Please reproduce word for word the stretch of the entries below from the line containing "Exercise. Mark the foliage" through the line containing "Target: foliage", including both of those lines.

▸ **Input records**:

◇ ◇ ◇ ◇

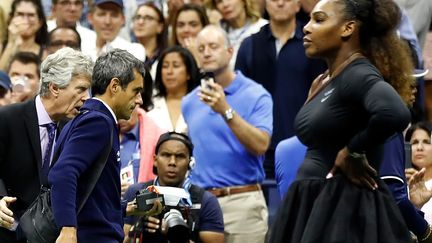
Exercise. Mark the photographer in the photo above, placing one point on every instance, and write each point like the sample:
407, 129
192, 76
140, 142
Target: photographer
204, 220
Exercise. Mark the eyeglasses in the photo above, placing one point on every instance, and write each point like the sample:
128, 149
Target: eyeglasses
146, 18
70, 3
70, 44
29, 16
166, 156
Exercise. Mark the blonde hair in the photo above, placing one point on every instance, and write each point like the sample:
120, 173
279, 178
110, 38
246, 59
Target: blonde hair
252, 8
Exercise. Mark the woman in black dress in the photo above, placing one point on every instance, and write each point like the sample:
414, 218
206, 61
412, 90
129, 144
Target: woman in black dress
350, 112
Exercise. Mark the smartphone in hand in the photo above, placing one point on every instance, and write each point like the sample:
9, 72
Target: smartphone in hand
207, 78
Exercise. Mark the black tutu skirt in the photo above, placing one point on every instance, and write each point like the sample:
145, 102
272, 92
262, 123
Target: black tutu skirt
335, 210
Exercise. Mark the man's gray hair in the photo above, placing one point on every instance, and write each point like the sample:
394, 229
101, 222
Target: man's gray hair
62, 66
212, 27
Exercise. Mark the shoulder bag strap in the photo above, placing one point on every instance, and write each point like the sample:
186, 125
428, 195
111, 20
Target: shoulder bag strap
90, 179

◇ ◇ ◇ ◇

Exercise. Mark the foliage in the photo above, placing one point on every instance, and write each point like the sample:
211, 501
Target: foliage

◇ ◇ ◇ ◇

▸ **Response to this task**:
Exercise. Mark the foliage in the photo above, placing one point on every instance, and write each point like the sample:
211, 501
Target: foliage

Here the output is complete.